=== Dataset extract ===
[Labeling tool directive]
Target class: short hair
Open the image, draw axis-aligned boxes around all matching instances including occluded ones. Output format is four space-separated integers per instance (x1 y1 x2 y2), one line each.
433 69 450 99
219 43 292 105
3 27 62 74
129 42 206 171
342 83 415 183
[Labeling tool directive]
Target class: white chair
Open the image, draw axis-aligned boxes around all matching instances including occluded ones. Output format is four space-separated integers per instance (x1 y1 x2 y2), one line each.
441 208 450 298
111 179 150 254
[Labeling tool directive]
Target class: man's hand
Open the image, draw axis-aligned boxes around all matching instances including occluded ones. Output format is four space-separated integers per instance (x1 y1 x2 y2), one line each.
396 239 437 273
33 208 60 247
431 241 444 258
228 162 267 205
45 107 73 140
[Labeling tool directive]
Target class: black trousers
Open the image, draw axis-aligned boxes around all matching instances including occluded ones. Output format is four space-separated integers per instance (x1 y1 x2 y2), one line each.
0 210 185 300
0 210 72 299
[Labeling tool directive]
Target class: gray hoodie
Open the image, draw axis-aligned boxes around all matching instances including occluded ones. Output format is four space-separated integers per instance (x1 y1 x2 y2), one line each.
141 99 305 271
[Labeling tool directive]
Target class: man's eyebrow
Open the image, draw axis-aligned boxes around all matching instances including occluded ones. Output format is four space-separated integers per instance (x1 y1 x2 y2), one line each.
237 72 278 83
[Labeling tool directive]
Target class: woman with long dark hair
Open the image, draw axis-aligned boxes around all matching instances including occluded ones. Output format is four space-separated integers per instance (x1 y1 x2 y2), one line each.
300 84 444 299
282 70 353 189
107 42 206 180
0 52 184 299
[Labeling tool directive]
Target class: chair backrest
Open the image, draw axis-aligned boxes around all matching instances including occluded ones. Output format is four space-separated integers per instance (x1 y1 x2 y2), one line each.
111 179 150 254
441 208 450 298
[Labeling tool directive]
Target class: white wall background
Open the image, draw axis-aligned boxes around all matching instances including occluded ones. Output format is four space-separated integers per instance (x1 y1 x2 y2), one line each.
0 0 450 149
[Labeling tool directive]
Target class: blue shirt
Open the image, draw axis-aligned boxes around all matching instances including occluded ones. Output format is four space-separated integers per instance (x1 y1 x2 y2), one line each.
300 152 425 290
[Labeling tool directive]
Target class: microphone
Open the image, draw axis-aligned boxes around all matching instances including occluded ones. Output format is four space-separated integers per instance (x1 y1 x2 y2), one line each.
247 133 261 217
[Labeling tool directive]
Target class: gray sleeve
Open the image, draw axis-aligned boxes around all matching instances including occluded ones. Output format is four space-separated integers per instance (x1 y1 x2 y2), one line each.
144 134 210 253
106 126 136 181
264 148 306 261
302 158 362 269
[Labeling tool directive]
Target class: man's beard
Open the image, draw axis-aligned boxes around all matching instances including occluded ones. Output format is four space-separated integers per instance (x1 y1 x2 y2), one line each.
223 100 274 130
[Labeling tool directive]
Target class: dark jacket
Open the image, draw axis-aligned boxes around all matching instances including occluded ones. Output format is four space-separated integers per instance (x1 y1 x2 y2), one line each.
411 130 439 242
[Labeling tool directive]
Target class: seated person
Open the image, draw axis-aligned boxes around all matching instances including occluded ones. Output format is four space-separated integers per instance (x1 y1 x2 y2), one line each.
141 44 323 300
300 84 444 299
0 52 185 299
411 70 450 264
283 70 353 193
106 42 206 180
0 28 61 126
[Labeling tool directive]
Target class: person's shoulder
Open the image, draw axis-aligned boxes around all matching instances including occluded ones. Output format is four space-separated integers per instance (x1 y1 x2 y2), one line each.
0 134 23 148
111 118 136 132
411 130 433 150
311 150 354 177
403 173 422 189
===
■ Task instructions
State how many lines of the records above contain the word "dark". Reply with the number alone.

■ Answer to this problem
2